» **STATED PROBLEM**
Extend the TV episode recap below about Jane, Xiomara and the visit from Rogelio's mother, picking up after its final sentence.

Anxious about Rogelio’s mom visiting, Xiomara makes up excuse after excuse to stay out of the house. One of those excuses is picking up dinner from Jane’s—and Michael’s—favorite cubano truck, outside of which she sees Michael…with what looks to be a new girlfriend. And because she is so very sleep deprived, she doesn’t think about the consequences before telling Jane. And then NEITHER of them think about the consequences before using Facebook stalking of the poor girl as a way to distract themselves from Mateo’s failing sleep training. Honestly, they both deserve what comes next: Mateo accidentally kicking “Add Friend” after Jane guiltily retrieves him. Jane immediately retracts the request, but she knows that if the new girlfriend has Facebook on her phone (score one for those of us who do not), she will have received the initial alert regardless, and she will definitely be able to figure out that Jane is Michael’s ex, and it will definitely come back to bite Jane in her exhausted rear.

The new girlfriend does, and did, and it does bite Jane hard. Michael comes by *for real* the next day to confront Jane about it, and somehow the discussion devolves into only Jane apologizing for and explaining her behavior, and Michael telling her how their future is going to be. He does not once indicate that he never lost his job to Rafael’s scheme in the first place, and also that it is just as much on him that he didn’t make his intentions with the Christmas Angel clearer. Nope! It’s all Jane’s fault for originally believing Raf’s lie, and for reading too much into Michael’s good guy repairman move!

Yeah, yeah, yeah, he does want Jane to be happy. And I believe him. Just get out of her life already!

Anyway, thanks Mateo, for shortening with your sleepless screams what could have been an insufferable new angle on this insufferable love triangle.

Plot 3: Rogelio’s Got a Brand New Dad

The other big event in the Villanuevas’ lives this week is Rogelio’s parents coming for a visit. Or rather, it was SUPPOSED to be. Glam-pa wasn’t well enough to travel, Rita Moreno explains when she and Rogelio finally arrive. It is clear that there is something else going on with her, but Rogelio wasn’t able to get it out of her on the drive from the airport. Jane suspects she (and Mateo) might be able to get it out of her, so takes the shot (basketball everywhere!) and scores: Glam-pa isn’t sick; he’s gay. And he’s leaving his wife of 47 years for a man. Oh, and Jane can’t tell ANYONE.

Okay then! 

Jane gives keeping this secret her all, but quickly breaks down and tells Xiomara after she thinks Xo already overheard enough to start imagining the worst. Pretty quickly, Xiomara breaks down and tells Alba. Look, you want these women to keep secrets, you gotta let them sleep, Jane!

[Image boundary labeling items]

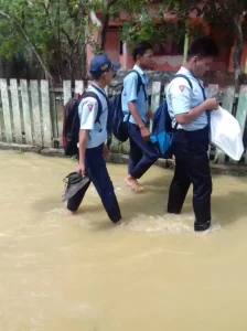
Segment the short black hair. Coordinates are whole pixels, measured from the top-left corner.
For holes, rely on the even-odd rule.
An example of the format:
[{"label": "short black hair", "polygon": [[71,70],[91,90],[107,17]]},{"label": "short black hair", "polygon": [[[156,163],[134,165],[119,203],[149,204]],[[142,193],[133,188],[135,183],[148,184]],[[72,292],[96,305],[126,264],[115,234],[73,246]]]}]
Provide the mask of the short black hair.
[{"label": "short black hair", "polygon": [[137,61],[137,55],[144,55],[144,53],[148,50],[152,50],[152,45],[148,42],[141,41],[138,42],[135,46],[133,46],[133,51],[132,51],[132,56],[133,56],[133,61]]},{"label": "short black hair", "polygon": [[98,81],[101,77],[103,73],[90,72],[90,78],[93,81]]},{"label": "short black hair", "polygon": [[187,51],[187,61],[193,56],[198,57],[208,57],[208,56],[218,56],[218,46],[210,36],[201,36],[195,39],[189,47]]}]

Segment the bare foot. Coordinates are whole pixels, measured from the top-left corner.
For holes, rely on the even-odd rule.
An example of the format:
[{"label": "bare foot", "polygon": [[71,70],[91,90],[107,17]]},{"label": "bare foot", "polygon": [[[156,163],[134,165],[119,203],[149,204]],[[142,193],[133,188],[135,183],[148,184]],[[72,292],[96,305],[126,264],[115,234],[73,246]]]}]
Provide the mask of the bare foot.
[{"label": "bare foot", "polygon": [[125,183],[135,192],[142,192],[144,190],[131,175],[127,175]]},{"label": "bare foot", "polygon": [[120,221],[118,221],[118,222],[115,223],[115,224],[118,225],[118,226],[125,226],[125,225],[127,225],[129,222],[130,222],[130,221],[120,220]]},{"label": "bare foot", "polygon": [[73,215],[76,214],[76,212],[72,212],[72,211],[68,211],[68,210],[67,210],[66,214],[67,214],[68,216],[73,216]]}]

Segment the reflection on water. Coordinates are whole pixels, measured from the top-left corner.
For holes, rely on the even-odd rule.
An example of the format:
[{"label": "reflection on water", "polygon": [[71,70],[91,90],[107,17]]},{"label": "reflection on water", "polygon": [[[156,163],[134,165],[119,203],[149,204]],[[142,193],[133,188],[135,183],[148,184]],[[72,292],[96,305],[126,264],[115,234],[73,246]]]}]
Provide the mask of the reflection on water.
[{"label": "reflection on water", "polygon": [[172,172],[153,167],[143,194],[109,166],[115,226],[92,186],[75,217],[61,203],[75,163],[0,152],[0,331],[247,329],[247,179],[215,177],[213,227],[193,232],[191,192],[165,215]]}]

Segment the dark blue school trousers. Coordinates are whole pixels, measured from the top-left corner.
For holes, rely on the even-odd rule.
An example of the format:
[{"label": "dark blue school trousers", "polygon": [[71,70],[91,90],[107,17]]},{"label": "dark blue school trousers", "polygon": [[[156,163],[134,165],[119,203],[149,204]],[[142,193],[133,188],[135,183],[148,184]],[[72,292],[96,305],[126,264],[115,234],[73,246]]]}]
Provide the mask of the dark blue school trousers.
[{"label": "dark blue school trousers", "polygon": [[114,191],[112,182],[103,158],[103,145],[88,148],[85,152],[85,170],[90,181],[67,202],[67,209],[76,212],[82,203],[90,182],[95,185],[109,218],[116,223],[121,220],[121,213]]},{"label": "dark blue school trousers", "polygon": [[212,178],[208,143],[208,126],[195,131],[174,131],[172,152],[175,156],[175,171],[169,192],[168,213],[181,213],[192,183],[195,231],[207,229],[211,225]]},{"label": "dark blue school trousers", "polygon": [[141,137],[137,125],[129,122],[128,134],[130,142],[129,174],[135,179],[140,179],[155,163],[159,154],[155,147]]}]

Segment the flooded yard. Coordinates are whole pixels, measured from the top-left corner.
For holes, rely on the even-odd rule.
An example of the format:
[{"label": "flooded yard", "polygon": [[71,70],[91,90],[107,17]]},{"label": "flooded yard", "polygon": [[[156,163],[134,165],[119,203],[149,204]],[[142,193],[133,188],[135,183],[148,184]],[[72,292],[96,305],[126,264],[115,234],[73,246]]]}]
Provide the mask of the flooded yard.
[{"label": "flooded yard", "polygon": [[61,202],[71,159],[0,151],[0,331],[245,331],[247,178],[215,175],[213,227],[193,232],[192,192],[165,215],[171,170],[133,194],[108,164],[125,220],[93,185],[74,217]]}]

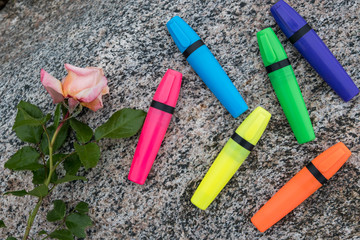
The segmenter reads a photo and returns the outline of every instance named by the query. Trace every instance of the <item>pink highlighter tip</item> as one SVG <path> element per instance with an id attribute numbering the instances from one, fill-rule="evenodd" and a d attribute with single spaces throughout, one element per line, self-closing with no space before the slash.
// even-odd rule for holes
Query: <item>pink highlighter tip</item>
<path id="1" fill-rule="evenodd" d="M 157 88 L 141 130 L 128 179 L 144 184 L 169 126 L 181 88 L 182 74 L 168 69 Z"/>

» **ANSWER TO THIS EXERCISE**
Glamma had told Jane she didn’t want Rogelio to know, because he admired their marriage so deeply and learning the truth would upset his whole worldview. Not one Villanueva woman thinks this is the case, a fact Rogelio confirms when their exhaustion leads them to slip the truth to him, too. Rogelio doesn’t confront his mother right away, however—no, he takes the most Rogelio of paths possible and throws a gay-friendly dinner, to which he invites Alba’s gay church friend and Jane’s gay bartending friend (hi, Luca!) and makes a big deal about opening with a very gay inclusive prayer.

#LOVEWINS

Glamma catches on quickly, and admits that she didn’t want Ro to know the truth, because Glampa had said he would move out once Rogelio knew. And now that that’s the case, she can’t go on pretending it won’t happen. Awwww.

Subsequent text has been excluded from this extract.